Object position labeling entries:

+++++

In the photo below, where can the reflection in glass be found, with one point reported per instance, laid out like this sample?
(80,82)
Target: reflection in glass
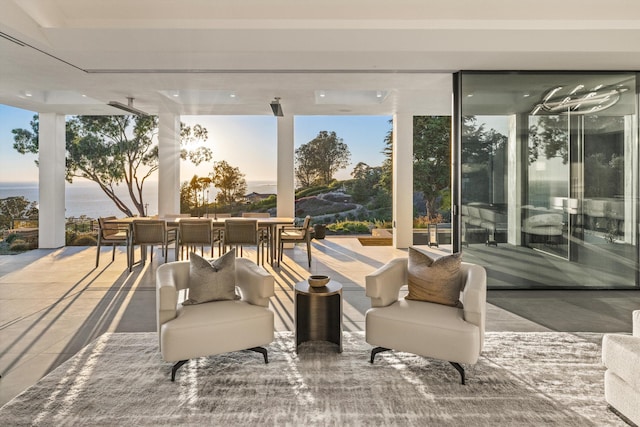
(549,178)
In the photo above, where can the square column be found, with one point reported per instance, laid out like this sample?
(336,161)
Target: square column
(286,189)
(402,180)
(51,159)
(168,164)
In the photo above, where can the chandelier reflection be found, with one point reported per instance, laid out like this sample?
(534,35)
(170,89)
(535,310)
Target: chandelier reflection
(560,100)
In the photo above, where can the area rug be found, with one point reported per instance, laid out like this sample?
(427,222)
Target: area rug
(528,379)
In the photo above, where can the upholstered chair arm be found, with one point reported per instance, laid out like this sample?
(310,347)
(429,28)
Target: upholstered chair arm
(256,285)
(383,285)
(474,296)
(170,279)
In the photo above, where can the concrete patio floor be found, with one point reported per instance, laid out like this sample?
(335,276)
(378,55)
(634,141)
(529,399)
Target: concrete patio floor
(54,302)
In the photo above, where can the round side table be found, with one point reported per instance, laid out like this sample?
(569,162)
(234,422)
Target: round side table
(318,313)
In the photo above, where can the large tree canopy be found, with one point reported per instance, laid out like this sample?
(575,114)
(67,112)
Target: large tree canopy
(114,150)
(230,181)
(318,160)
(432,159)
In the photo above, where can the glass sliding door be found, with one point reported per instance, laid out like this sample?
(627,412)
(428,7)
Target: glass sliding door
(549,178)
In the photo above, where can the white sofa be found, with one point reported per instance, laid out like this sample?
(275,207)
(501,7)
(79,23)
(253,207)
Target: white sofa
(427,329)
(191,331)
(621,357)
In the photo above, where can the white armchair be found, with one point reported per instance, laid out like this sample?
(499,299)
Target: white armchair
(427,329)
(191,331)
(621,357)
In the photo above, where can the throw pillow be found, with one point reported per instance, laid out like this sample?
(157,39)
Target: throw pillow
(211,280)
(436,281)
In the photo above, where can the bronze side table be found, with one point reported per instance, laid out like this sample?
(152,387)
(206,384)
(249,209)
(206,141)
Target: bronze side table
(318,313)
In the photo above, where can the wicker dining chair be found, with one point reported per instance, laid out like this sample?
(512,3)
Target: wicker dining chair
(265,232)
(292,234)
(111,234)
(195,232)
(243,232)
(148,232)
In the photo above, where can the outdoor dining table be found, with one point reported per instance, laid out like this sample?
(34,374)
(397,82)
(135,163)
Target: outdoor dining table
(271,223)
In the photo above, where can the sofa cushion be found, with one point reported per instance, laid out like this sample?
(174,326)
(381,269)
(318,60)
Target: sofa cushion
(211,280)
(434,330)
(436,281)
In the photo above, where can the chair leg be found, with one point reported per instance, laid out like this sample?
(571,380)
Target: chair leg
(98,252)
(261,350)
(176,367)
(376,351)
(460,369)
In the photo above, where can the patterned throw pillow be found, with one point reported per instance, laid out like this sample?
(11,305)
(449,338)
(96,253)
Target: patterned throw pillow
(211,280)
(436,281)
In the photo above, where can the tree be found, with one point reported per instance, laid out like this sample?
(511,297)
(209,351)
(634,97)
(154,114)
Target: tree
(319,159)
(111,150)
(386,177)
(16,207)
(191,192)
(230,181)
(366,181)
(432,159)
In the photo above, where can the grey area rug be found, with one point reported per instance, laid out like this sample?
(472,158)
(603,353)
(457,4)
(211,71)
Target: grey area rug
(522,379)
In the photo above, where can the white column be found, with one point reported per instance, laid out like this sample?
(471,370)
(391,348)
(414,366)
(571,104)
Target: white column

+++++

▸ AIM: Beginning at the line that holds "In the photo above, where can the wicker", write out word for word each line through the end of the records.

▸ SOLUTION TO THIS PROBLEM:
In the photo above, where can the wicker dining chair be found, with one point reported per instance, laid out like this sample?
(512,3)
Target: wicker dining chair
(265,232)
(292,234)
(111,234)
(195,232)
(243,232)
(148,232)
In the photo above, where can the outdoor dining table be found, with one point reported per instance, laid out like this sample?
(34,374)
(397,82)
(135,163)
Target: outdoor dining table
(271,223)
In the photo above, where can the sofa cushion be found, with one point reported per instance, laid out like this sample?
(174,326)
(381,269)
(318,60)
Target: sofa cushion
(211,280)
(434,330)
(436,281)
In the photo above, where can the chair leg be found, with one point reported per instance, laid out like this sample?
(571,380)
Target: chair leg
(98,252)
(261,350)
(176,367)
(376,351)
(460,369)
In the photo above, where can the patterned throw pillow be found, with one point reported per instance, laid out like this sample?
(11,305)
(449,338)
(96,253)
Target: patterned throw pillow
(211,280)
(436,281)
In the photo above, where can the tree be found, with one point reported per instance, laid out like this sample?
(511,297)
(209,351)
(634,97)
(154,114)
Target: tree
(319,159)
(111,150)
(386,177)
(16,207)
(191,192)
(230,181)
(366,181)
(432,159)
In the photo above, where can the grey area rug be found, with one point reported per instance, laid out like this sample?
(472,158)
(603,353)
(457,4)
(211,71)
Target: grey area rug
(522,379)
In the photo above, where can the white column be found, with one point reported per instance, laid out like this sample?
(471,370)
(391,348)
(414,366)
(571,104)
Target: white column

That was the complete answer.